Thursday, 13 November 2014

Glamaig. Red Cuillin. Skye Trip.

This is the final third day from our Skye trip a couple of months ago when my camera bit the dust and I had to borrow a spare camera from Alex. A view looking across at Ben Tianavaig which looks like a great little hill with the Storr summit behind. It was a fairly hazy day but dry with light winds.
The route Alex picked for his ascent up Glamaig, just above the sliggy campsite was from the road not far past the Sconser House Hotel and the ferry pier for Raasay. A very faint path led up through thick heather to the start of the scree runs which cover the slopes of this mountain. Although a fast way up it was pretty brutal and unrelenting although it looked all right from the bottom looking up. It was so steep in a few places through numerous small bands of rock I was considering descending by another line but eventually we reached a level shelf and could take time to recover.
Even from the Loch Sligachan side it looked steep and unrelenting, peering down.
The Head of Loch Sligachan.

Great if slightly misty views started to open up by the halfway stage.
Dun Caan and Raasay from Glamaig.
Looking towards the Red Cuillin and Bla Bheinn behind that.
Alex on the ridge.
The summit ridge of Glamaig, the best bit of the day.

Heading for the summit. A nice panoramic ridge walk.
On the way back down we knew the forecast was for another day of reasonably good weather on Skye. "Do you fancy staying up and doing Ben Tianavaig tomorrow? Alex asked.
"I'll do it if you want to stay up here but my legs are telling me otherwise. I replied honestly. The descent was twice as bad as the route up which really hammered our toes, legs and creaking knees.
"How about just going home then? He inquired.
" Best news all day. How do you feel.?
"Knackered. The hills seem much higher than in the past. How did we manage to do this stuff every day for a week then hit the pub every night years ago on holiday.
"Is that not a line from a Roxy song? We were young and keen then."
" I'm still keen." He replied. "Just sore and broken.... temporarily."
So we did.... go home that is.

The Roxy song by another old guy who is still soldiering on manfully despite the years. Mind you if we had Aussie multi instrumentalist Jorja Chalmers with us on Skye we would probably have managed Ben Tianavaig no problem. Sax or no sax....
Ah, to be young again.........great song.

Wednesday, 12 November 2014

Peebles. Border Beauty Captured. Bothy X weekend.

                                                  ALL PHOTOS CLICK FULL SCREEN

"Like leaves changing colour then falling from trees over a span of autumn days, you only see the ones in front of you that make the most impression; either in vibrancy of colour, special mood you were in, or the magical place in which they fell. Taken as a whole they blur together and this often holds true for memory. Our club over the years had many trips together, some good, some indifferent, some bad. The ones in this book are selected highlights, that for one reason or another, stand out vividly and neither time nor old age will erase them from my soul. " Extract from The Borderers. A.

Records for identifying positions:

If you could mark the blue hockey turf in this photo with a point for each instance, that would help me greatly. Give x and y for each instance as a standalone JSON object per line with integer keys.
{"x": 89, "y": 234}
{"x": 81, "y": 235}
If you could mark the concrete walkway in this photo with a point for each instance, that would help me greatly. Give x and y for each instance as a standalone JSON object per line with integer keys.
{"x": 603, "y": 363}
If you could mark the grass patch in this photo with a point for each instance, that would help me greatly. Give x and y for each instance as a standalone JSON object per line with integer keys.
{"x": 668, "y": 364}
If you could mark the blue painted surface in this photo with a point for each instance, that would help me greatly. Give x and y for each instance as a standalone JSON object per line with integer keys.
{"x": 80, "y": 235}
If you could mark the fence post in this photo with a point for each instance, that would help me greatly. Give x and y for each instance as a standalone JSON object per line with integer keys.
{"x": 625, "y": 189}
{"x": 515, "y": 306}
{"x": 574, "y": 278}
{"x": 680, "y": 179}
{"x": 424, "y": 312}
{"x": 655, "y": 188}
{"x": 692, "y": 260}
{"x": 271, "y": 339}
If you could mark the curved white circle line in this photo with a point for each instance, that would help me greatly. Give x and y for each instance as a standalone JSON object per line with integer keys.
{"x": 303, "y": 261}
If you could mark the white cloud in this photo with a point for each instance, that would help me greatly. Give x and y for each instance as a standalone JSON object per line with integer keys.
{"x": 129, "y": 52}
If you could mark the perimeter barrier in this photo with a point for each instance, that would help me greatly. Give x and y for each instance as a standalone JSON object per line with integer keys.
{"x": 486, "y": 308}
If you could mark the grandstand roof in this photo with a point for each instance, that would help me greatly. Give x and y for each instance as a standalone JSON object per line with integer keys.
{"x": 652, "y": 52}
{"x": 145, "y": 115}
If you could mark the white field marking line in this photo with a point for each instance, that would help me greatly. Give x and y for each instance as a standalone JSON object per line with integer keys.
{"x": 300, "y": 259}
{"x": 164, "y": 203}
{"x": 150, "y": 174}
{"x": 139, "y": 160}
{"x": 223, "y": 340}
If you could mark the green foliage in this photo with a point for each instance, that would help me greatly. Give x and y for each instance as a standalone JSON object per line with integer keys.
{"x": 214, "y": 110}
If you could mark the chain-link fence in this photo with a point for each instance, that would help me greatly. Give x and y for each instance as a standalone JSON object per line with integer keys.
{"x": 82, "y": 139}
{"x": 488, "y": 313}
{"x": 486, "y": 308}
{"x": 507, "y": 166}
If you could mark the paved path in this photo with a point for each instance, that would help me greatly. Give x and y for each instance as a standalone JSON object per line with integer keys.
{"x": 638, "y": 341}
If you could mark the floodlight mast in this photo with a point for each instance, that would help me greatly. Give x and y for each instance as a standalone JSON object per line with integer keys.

* **GOAL OF THE EXERCISE**
Copy out the Glamaig blog post word for word, from "On the way back" to "do you feel.?", including both. You won't need the records for this.

* **EXERCISE SOLUTION**
On the way back down we knew the forecast was for another day of reasonably good weather on Skye. "Do you fancy staying up and doing Ben Tianavaig tomorrow? Alex asked.
"I'll do it if you want to stay up here but my legs are telling me otherwise. I replied honestly. The descent was twice as bad as the route up which really hammered our toes, legs and creaking knees.
"How about just going home then? He inquired.
" Best news all day. How do you feel.?